= Input material =
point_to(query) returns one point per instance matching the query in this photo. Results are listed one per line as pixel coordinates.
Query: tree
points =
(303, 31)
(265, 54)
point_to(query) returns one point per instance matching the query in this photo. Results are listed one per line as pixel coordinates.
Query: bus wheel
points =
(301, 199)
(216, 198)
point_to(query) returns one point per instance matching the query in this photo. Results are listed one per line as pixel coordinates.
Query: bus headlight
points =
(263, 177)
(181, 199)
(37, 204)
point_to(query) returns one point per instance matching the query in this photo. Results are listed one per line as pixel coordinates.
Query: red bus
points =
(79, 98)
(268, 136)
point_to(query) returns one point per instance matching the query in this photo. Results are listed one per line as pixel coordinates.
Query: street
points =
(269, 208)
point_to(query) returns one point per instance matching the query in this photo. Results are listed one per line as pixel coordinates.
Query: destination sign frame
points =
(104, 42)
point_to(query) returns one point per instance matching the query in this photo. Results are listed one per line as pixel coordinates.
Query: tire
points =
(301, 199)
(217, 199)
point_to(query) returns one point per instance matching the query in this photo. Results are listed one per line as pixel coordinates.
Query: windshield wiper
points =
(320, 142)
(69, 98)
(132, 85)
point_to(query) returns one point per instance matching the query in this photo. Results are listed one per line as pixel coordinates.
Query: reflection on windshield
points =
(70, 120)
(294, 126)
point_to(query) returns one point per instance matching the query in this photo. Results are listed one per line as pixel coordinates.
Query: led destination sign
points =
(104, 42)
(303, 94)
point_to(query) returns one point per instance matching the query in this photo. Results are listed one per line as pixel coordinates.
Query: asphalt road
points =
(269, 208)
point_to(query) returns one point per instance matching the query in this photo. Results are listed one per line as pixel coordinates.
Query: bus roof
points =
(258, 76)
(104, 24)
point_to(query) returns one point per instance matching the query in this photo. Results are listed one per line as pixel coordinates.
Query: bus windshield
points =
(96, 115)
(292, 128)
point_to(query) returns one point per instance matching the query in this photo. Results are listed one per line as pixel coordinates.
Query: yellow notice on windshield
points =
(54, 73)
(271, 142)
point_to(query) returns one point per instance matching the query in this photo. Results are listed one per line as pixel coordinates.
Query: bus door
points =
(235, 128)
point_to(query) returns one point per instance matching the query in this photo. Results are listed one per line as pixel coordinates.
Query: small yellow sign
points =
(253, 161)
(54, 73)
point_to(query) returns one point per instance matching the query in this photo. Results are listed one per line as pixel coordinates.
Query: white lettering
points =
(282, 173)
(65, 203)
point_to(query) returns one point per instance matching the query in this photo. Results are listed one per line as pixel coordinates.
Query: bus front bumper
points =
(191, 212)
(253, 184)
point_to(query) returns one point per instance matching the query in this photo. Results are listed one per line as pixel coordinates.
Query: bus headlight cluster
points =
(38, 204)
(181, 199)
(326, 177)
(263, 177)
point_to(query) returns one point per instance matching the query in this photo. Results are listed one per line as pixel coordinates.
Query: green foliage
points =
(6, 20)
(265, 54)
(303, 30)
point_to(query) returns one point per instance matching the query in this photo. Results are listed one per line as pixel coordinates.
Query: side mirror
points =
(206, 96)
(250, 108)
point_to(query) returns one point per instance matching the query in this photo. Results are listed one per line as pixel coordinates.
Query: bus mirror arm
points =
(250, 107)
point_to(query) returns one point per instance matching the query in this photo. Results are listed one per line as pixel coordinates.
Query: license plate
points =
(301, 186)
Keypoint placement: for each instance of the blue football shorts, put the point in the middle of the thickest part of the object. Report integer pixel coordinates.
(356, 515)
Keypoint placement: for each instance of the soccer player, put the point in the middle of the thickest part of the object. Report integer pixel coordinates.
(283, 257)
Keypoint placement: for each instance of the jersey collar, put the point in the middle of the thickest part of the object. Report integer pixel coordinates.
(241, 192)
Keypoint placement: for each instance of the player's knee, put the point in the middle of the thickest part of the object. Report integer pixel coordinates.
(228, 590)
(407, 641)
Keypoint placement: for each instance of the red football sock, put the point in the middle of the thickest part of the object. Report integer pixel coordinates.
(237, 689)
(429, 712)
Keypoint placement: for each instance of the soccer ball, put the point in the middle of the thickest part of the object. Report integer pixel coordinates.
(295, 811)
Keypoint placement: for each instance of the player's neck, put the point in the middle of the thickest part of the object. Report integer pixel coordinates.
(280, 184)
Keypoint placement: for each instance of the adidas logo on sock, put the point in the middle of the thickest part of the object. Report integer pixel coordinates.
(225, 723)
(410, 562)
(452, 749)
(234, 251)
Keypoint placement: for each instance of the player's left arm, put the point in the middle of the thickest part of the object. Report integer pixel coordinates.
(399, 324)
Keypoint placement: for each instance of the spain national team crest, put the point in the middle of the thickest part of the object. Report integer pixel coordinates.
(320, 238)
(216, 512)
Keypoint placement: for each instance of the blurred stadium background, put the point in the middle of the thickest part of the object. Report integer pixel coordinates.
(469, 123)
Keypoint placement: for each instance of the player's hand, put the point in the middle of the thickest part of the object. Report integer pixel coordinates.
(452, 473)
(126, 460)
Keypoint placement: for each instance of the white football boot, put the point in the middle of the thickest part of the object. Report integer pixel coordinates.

= What you are asked to do =
Could you reproduce the listing above with every "pixel coordinates" switched to "image coordinates" and nothing else changed?

= Result =
point_to(query) returns one point per instance matching the query in this photo. Results are listed one per line as image coordinates.
Query: tree
points =
(303, 31)
(265, 54)
point_to(query) returns one point per instance matching the query in this photo. Results are listed one per line as image coordinates.
Query: bus wheel
points =
(301, 199)
(216, 198)
point_to(query) returns one point per instance matching the query in this photo. Results are listed one per line as image coordinates.
Query: bus headlight
points =
(263, 177)
(181, 199)
(37, 204)
point_to(query) returns one point per instance matching the query in this photo. Results are listed one per line as image coordinates.
Query: red bus
points =
(79, 98)
(268, 136)
point_to(query) returns one point per instance matching the query in this photo. Results are listed one per line as image coordinates.
Query: street
points =
(269, 208)
point_to(query) returns one point per instance matching the query in this photo. Results are listed one per line as image coordinates.
Query: destination sign frame
points =
(104, 42)
point_to(query) returns one point per instance matching the query in this photo. Results are listed one per line as image coordinates.
Query: tire
points =
(301, 199)
(217, 199)
point_to(query) returns one point per instance matching the query in this photo. Results are listed one per line as image coordinates.
Query: windshield wiper
points =
(320, 142)
(69, 98)
(132, 85)
point_to(query) returns one point per instance matching the query in this photo. Results are listed one per line as image coordinates.
Query: reflection on windshield
points =
(70, 120)
(294, 126)
point_to(query) returns one point per instance matching the query in this photo. Results are listed one per line as image coordinates.
Query: led destination sign
points =
(104, 42)
(303, 94)
point_to(query) returns one point per instance matching the query in this photo. Results are listed one per line as image coordinates.
Query: asphalt road
points =
(269, 208)
point_to(query) returns one point per instance matching the query in this photo. Results are listed one per line as image coordinates.
Query: bus roof
points =
(258, 76)
(104, 24)
point_to(query) returns one point per instance matching the query in this photo. Results are listed one per line as image coordinates.
Query: bus windshield
points =
(96, 115)
(292, 128)
point_to(query) returns one point per instance matching the query in this photo. Results are listed one per line as image coordinates.
Query: yellow notice on windshield
points =
(54, 73)
(271, 142)
point_to(query) returns one point per instance matching the query in this photo. Results are listed one per line as image coordinates.
Query: bus door
points =
(235, 128)
point_to(query) returns one point per instance matching the query in this photo. Results are listed one per line as image coordinates.
Query: small yellow sign
points =
(253, 161)
(54, 73)
point_to(query) returns one point per instance matching the query in this photo. Results are listed one per line as image coordinates.
Query: white lettering
points =
(282, 173)
(65, 203)
point_to(query) returns one point per instance matching the query in this photo. Results are listed one per line as image coordinates.
Query: bus front bumper
points =
(191, 212)
(253, 184)
point_to(query) returns one point per instance matching the query in this photo. Results are listed one per line as image coordinates.
Query: bus headlight cluster
points =
(38, 204)
(181, 199)
(326, 177)
(263, 177)
point_to(query) returns one point per instance matching the query in this photo. Results are listed one per line as image coordinates.
Query: green foliage
points =
(6, 20)
(265, 54)
(303, 30)
point_to(query) returns one point per instance matching the query in this photo. Results are listed one per line as image coordinates.
Query: side mirror
points =
(206, 96)
(250, 108)
point_to(query) returns one point per instance matching the query in this photo. Results are listed one per line as image coordinates.
Query: bus mirror arm
points =
(250, 107)
point_to(query) returns one point per instance matching the query in this photo. Results are listed one per line as image coordinates.
Query: license plate
points =
(301, 186)
Keypoint placement: for each instance of the blue football shorts, put the point in the middle of the thickest part of the object. Report integer image coordinates.
(356, 515)
Keypoint placement: for each instance of the soccer player, put the point in the middle of the thickest part of the object. Report integer image coordinates.
(283, 257)
Keypoint placement: for each instance of the jersey collar, put the point in the middle of the thickest part of the object. Report integer image coordinates.
(241, 192)
Keypoint placement: for each instance of the player's knee, put the point in the middle of the thickest part of the object. Report integer image coordinates.
(228, 590)
(407, 641)
Keypoint placement: for each instance of the red football sock, put the point in the middle of the thickest part of the object. Report integer image coordinates.
(237, 689)
(429, 712)
Keypoint placement: for each instance of the soccer ball, put the point in the middle of the thickest part of the object. Report integer image coordinates.
(295, 811)
Keypoint placement: for each instance of the player's neck, put the point in the middle of the thickest part of the object. Report integer image coordinates.
(280, 184)
Keypoint placement: for each instance of the adidas logo on sock, put the point in the middle of the thickest part of the object. Report integer image coordinates.
(225, 723)
(410, 562)
(452, 749)
(234, 251)
Keypoint placement: for each instance of the player's left arm, put the point in the middle of the thickest part of the object. Report integer image coordinates.
(399, 324)
Keypoint placement: for each instance of the spain national team crest, put the point in the middle of the thickest part of the object. Report integer image coordinates.
(320, 238)
(216, 512)
Keypoint placement: for each instance of the blurred stadium background, put the point in the middle of the thickest part of the object. Report integer image coordinates.
(469, 123)
Keypoint placement: for each instance of the player's hand, put the point in the middle of the thickest part of the object. Report integer image coordinates.
(452, 473)
(126, 460)
Keypoint placement: for each instance of the white football boot, put the point in the middle of the thickest part of the object. Report integer image coordinates.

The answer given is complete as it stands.